Stated goal: Return every line of the listing below as a JSON array of strings, one string per line, skipping blank lines and leaving out the pictures.
===== Data excerpts
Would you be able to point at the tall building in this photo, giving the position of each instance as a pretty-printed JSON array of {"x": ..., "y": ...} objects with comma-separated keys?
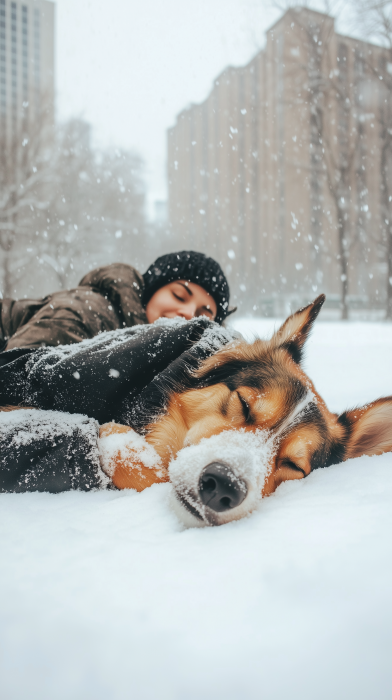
[
  {"x": 26, "y": 62},
  {"x": 250, "y": 181}
]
==========
Task answer:
[
  "Would you be able to point at the tall building in this photo, giving the position of each instance as a pretty-printed JSON array of {\"x\": ..., \"y\": ...} objects with comma-separated keys?",
  "[",
  "  {\"x\": 26, \"y\": 62},",
  "  {\"x\": 250, \"y\": 181}",
  "]"
]